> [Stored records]
↓↓↓

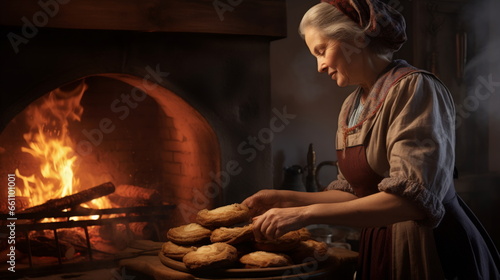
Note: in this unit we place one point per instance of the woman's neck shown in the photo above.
(374, 67)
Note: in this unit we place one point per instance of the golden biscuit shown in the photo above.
(224, 216)
(286, 242)
(233, 235)
(261, 259)
(174, 251)
(189, 234)
(213, 256)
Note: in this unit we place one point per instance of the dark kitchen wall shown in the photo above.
(471, 71)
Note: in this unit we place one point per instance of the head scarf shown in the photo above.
(379, 20)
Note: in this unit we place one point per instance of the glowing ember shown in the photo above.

↑↑↑

> [Exercise aim] Output consists of exactly the lines from the one containing "wall shown in the photo above." to the end of the records above, retyped without change and with nothing extra.

> [Answer space]
Note: in this unit we place one point per instance of the dark kitchen wall shown in the photo above.
(471, 71)
Note: in this unit we place one point per instance of the head scarf shown in the photo above.
(379, 20)
Note: in this unit we place one point per instance of the glowing ember shown in the photo above.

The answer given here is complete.